Conforme reconhece a incoerência de certos posicionamentos retrógrados do amigo-mentor, que tanto defende a autonomia e o rompimento da jovem geração com o passado, e também identifica as já perceptíveis falhas da geração paterna, Arkádi caminha em direção oposta aos dois polos nos quais Pável, Nikolai e Bazárov se localizam. Por isso, Arkádi é o personagem de maior sucesso no livro, o verdadeiro “homem novo”, membro da burguesia que vigorará na Rússia a partir da década de 1860. Ele une seus ideais racionais à prática, capturando na medida certa o que havia de melhor tanto nos pais quanto nos filhos, para com o produto dessa união fazer prosperar sua propriedade.

→ **Dados de entrada**
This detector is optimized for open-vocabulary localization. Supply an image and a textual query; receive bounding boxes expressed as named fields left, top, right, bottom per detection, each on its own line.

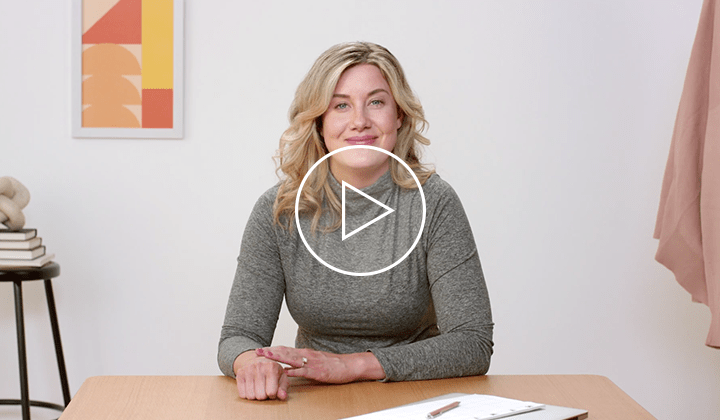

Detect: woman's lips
left=345, top=136, right=377, bottom=146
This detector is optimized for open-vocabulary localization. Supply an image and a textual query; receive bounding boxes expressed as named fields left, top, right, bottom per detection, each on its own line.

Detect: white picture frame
left=71, top=0, right=185, bottom=139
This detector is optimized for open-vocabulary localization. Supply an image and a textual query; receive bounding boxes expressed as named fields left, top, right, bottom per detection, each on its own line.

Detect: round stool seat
left=0, top=262, right=60, bottom=281
left=0, top=262, right=70, bottom=420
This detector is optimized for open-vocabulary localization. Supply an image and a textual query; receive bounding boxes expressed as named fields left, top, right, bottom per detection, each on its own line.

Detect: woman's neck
left=330, top=161, right=390, bottom=189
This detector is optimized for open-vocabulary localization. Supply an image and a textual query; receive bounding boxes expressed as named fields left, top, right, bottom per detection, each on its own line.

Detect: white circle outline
left=295, top=145, right=427, bottom=277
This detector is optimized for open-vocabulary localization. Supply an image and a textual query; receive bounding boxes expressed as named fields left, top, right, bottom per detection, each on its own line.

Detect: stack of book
left=0, top=229, right=55, bottom=269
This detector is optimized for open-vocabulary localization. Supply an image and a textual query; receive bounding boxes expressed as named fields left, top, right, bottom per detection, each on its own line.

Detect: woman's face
left=321, top=64, right=402, bottom=184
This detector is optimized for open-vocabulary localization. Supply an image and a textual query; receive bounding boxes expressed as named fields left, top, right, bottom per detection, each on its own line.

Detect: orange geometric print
left=82, top=0, right=142, bottom=44
left=142, top=89, right=173, bottom=128
left=82, top=44, right=141, bottom=74
left=82, top=104, right=140, bottom=128
left=82, top=74, right=142, bottom=105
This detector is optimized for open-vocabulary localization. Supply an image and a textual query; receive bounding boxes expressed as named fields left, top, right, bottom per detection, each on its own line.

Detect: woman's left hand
left=255, top=346, right=385, bottom=384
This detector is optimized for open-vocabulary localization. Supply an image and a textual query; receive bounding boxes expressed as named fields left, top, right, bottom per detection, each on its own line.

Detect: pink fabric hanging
left=654, top=0, right=720, bottom=348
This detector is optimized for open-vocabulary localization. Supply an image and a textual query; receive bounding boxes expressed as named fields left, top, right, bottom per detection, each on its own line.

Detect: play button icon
left=295, top=145, right=427, bottom=276
left=342, top=181, right=395, bottom=241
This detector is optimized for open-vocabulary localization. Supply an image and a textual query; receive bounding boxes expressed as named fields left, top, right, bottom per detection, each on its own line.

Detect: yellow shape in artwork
left=142, top=0, right=173, bottom=89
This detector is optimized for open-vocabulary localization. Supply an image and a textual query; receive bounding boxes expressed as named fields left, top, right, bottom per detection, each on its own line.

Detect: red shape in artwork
left=82, top=0, right=142, bottom=44
left=142, top=89, right=173, bottom=128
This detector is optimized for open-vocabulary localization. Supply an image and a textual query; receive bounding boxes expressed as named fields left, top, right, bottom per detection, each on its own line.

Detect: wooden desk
left=60, top=375, right=654, bottom=420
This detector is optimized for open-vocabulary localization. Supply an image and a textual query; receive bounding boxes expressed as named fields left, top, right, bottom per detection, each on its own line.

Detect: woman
left=218, top=42, right=493, bottom=400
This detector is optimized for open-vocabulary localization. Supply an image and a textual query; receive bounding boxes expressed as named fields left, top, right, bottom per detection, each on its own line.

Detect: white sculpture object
left=0, top=176, right=30, bottom=230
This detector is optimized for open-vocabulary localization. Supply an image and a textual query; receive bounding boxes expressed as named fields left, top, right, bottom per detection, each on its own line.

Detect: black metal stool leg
left=13, top=281, right=30, bottom=420
left=45, top=279, right=70, bottom=407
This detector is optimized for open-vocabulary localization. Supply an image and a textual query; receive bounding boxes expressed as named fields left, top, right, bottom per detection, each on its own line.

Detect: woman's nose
left=353, top=107, right=370, bottom=130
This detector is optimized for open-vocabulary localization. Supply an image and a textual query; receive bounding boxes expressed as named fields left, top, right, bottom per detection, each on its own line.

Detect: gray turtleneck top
left=218, top=172, right=493, bottom=381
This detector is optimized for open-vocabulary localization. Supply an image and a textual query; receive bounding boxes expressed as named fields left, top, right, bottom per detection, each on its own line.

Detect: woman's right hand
left=233, top=350, right=289, bottom=400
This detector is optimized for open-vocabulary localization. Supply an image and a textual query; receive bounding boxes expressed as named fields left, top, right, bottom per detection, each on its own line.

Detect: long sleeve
left=654, top=0, right=720, bottom=348
left=371, top=182, right=493, bottom=381
left=218, top=189, right=285, bottom=377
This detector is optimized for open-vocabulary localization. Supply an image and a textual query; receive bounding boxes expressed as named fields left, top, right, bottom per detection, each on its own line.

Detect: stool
left=0, top=262, right=70, bottom=420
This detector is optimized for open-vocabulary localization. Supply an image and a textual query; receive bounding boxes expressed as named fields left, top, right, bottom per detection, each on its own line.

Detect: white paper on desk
left=345, top=394, right=545, bottom=420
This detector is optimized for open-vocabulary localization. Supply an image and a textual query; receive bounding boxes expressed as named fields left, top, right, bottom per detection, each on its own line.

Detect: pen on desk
left=428, top=401, right=460, bottom=419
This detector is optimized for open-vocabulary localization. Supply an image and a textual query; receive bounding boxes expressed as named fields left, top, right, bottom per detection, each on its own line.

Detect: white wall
left=0, top=0, right=720, bottom=419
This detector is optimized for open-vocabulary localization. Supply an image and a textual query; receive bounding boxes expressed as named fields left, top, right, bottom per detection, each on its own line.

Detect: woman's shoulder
left=423, top=172, right=457, bottom=197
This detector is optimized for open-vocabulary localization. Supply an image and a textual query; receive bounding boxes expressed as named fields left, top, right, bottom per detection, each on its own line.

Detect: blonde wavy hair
left=273, top=42, right=435, bottom=232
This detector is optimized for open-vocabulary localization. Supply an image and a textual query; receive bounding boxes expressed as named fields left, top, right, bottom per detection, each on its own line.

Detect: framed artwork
left=72, top=0, right=184, bottom=139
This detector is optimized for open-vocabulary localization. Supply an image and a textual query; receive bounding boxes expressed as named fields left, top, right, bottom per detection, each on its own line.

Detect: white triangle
left=342, top=181, right=395, bottom=241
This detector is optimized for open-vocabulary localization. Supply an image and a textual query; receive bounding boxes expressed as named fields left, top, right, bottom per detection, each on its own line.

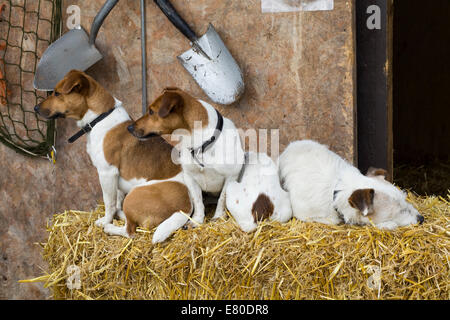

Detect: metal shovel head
left=178, top=24, right=244, bottom=105
left=34, top=28, right=103, bottom=91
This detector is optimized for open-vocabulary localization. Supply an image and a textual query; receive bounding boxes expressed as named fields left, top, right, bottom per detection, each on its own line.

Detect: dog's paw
left=152, top=229, right=171, bottom=244
left=211, top=209, right=225, bottom=221
left=95, top=216, right=112, bottom=228
left=185, top=218, right=205, bottom=229
left=103, top=223, right=130, bottom=238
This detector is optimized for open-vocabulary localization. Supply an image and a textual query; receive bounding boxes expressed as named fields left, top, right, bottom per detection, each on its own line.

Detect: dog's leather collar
left=68, top=108, right=115, bottom=143
left=191, top=109, right=223, bottom=168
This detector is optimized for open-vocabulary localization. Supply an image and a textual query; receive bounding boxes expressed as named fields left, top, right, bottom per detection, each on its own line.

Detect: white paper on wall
left=261, top=0, right=334, bottom=12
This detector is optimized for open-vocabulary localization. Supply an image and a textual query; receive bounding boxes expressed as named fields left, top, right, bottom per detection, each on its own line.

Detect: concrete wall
left=0, top=0, right=355, bottom=299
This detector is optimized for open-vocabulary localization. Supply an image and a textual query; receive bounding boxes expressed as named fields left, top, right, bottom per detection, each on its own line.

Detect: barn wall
left=394, top=0, right=450, bottom=164
left=0, top=0, right=355, bottom=298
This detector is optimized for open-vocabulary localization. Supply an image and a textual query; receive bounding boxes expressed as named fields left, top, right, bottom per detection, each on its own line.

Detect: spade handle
left=153, top=0, right=198, bottom=43
left=89, top=0, right=119, bottom=45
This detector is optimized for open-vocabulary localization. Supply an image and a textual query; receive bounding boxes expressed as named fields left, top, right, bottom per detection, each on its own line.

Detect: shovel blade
left=178, top=24, right=245, bottom=105
left=33, top=28, right=103, bottom=91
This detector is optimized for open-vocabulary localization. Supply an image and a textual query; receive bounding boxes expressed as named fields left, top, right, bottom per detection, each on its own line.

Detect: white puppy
left=226, top=152, right=292, bottom=232
left=280, top=140, right=424, bottom=229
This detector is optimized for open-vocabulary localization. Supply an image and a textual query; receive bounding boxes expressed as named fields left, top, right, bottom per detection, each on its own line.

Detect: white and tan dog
left=226, top=152, right=292, bottom=232
left=130, top=88, right=244, bottom=226
left=35, top=70, right=192, bottom=242
left=280, top=140, right=424, bottom=229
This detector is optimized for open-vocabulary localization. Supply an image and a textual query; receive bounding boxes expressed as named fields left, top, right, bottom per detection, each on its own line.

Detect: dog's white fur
left=280, top=140, right=423, bottom=229
left=81, top=99, right=187, bottom=242
left=226, top=152, right=292, bottom=232
left=173, top=100, right=244, bottom=226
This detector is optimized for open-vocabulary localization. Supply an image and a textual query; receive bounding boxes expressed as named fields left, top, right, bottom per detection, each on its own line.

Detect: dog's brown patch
left=103, top=121, right=181, bottom=180
left=123, top=181, right=192, bottom=235
left=39, top=70, right=115, bottom=120
left=252, top=193, right=274, bottom=222
left=348, top=189, right=375, bottom=216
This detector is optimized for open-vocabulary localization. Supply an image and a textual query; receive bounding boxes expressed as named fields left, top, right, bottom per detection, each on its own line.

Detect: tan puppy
left=128, top=88, right=245, bottom=225
left=35, top=70, right=192, bottom=241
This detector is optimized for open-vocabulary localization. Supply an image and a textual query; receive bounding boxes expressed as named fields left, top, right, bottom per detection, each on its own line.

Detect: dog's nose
left=417, top=215, right=425, bottom=224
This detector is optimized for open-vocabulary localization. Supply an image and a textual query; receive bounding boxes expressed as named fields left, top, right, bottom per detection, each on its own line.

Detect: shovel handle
left=89, top=0, right=119, bottom=45
left=153, top=0, right=198, bottom=42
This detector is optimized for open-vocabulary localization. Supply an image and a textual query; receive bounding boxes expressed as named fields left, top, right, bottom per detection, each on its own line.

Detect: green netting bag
left=0, top=0, right=62, bottom=158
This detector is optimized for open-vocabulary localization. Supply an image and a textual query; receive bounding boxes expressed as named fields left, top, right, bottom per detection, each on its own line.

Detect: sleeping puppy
left=226, top=152, right=292, bottom=232
left=280, top=140, right=424, bottom=229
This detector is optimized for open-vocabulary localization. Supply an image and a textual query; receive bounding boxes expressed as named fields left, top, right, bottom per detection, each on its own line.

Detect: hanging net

→ **O que fazer**
Edite o trecho sobre Arkádi: reproduza-o desde "Conforme reconhece a" até "prosperar sua propriedade.", inclusive, substituindo "propriedade" por "fazenda".

→ **Resultado**
Conforme reconhece a incoerência de certos posicionamentos retrógrados do amigo-mentor, que tanto defende a autonomia e o rompimento da jovem geração com o passado, e também identifica as já perceptíveis falhas da geração paterna, Arkádi caminha em direção oposta aos dois polos nos quais Pável, Nikolai e Bazárov se localizam. Por isso, Arkádi é o personagem de maior sucesso no livro, o verdadeiro “homem novo”, membro da burguesia que vigorará na Rússia a partir da década de 1860. Ele une seus ideais racionais à prática, capturando na medida certa o que havia de melhor tanto nos pais quanto nos filhos, para com o produto dessa união fazer prosperar sua fazenda.